• PROBLEM TO WORK ON
If a line of the data below holds the string "metal", copy it.

Top of SUPPLIED MATERIAL

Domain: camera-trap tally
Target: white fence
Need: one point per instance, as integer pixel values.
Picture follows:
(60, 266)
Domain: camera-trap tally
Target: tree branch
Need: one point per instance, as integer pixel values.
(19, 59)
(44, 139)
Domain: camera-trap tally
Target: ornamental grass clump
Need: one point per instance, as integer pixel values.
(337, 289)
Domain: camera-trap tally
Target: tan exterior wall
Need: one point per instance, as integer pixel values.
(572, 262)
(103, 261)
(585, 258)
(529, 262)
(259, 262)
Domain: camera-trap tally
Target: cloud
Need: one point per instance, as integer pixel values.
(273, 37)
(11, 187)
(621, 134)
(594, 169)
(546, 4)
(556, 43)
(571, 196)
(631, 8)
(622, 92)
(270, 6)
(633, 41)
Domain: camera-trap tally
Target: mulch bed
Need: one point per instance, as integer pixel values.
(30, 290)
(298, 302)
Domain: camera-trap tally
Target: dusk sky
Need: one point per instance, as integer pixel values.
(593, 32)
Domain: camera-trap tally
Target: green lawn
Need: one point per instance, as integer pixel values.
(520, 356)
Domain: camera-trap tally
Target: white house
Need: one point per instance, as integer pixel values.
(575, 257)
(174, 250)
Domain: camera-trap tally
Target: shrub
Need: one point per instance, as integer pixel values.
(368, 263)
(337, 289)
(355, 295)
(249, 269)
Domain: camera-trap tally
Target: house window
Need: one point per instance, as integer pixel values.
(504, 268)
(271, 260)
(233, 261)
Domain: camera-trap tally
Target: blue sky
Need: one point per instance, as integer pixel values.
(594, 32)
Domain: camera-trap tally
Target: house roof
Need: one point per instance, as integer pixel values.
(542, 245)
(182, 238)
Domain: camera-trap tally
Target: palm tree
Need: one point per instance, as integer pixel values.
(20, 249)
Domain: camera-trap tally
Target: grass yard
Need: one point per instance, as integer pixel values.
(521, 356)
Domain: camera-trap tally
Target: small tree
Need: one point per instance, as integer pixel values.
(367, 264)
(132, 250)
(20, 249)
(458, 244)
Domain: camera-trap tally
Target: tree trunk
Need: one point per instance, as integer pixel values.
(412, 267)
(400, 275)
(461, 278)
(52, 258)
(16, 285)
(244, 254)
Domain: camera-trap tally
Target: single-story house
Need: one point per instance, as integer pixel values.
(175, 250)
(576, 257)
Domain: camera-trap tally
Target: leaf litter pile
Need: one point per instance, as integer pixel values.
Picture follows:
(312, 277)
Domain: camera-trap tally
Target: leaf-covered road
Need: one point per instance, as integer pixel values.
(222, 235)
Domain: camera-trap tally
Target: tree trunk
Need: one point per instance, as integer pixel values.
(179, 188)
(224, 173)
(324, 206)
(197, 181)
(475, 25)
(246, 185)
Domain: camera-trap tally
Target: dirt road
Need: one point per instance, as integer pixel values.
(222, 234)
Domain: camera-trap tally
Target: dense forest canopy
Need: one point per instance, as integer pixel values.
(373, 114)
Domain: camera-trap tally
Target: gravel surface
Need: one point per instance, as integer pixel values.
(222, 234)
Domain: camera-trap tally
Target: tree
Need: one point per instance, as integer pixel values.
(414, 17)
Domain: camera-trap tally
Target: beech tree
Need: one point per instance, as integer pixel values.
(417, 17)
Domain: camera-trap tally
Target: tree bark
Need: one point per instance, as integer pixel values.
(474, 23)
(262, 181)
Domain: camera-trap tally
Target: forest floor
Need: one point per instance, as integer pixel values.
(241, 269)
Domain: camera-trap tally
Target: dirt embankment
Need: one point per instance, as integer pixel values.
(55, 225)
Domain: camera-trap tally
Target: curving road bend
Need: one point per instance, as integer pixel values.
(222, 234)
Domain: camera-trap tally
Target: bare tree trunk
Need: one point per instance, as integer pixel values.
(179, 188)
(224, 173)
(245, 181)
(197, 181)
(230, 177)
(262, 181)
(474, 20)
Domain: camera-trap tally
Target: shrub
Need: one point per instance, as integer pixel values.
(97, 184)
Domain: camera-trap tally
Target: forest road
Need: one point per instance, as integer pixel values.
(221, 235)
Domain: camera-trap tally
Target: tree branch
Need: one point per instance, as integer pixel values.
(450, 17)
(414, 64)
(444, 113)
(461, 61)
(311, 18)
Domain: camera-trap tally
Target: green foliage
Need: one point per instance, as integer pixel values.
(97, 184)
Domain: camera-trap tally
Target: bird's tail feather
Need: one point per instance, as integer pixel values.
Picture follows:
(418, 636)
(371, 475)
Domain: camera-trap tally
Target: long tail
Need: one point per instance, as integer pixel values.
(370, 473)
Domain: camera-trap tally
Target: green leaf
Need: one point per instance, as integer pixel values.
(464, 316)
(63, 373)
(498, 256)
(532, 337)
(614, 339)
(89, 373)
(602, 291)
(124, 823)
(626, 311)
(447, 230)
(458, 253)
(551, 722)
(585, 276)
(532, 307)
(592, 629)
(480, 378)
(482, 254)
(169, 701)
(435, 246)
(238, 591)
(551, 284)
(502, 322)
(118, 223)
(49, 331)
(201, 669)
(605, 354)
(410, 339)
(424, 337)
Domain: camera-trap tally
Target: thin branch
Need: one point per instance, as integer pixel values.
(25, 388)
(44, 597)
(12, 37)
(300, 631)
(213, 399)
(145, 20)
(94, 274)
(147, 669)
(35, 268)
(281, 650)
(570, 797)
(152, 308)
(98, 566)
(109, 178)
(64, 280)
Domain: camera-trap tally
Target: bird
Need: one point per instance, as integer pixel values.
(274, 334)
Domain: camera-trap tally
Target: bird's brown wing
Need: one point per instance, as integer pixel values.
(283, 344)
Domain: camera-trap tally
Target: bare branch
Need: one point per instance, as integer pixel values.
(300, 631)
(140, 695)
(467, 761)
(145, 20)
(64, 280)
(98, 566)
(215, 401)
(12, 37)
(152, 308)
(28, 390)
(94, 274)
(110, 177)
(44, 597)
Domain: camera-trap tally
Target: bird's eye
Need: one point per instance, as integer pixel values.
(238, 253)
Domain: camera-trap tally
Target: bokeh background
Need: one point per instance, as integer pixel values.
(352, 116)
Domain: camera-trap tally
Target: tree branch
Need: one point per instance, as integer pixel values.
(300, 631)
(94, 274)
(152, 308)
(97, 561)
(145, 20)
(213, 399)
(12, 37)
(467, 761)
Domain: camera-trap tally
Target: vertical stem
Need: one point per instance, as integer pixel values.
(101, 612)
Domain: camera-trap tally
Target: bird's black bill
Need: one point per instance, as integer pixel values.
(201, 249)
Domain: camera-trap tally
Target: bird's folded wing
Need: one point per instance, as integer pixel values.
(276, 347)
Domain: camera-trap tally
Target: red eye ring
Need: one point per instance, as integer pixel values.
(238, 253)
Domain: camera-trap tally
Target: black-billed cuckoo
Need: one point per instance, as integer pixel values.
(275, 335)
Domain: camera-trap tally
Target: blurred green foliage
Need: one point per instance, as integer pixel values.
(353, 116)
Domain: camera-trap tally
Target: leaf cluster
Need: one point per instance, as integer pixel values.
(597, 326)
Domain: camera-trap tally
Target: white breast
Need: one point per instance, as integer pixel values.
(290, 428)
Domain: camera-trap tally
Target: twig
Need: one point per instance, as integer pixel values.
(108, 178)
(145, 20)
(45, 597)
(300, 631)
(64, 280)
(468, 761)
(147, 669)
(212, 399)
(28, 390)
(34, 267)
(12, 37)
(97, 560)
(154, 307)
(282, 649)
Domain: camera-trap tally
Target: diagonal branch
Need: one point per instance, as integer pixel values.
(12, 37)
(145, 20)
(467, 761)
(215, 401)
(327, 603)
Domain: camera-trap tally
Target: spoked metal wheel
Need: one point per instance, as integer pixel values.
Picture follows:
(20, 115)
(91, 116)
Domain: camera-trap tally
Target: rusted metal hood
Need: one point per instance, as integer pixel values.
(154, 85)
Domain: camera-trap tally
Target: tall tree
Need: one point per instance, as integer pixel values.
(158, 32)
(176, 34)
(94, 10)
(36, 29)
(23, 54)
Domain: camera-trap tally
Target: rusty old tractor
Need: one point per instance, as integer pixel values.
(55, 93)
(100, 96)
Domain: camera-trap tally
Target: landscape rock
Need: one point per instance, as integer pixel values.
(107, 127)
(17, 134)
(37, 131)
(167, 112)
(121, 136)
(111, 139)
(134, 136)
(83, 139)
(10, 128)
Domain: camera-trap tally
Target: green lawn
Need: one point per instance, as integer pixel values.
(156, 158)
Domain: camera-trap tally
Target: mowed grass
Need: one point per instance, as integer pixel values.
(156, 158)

Bottom of SUPPLIED MATERIAL

• SOLUTION TO THE EXERCISE
Target: spoked metal wheel
Target: rusted metal hood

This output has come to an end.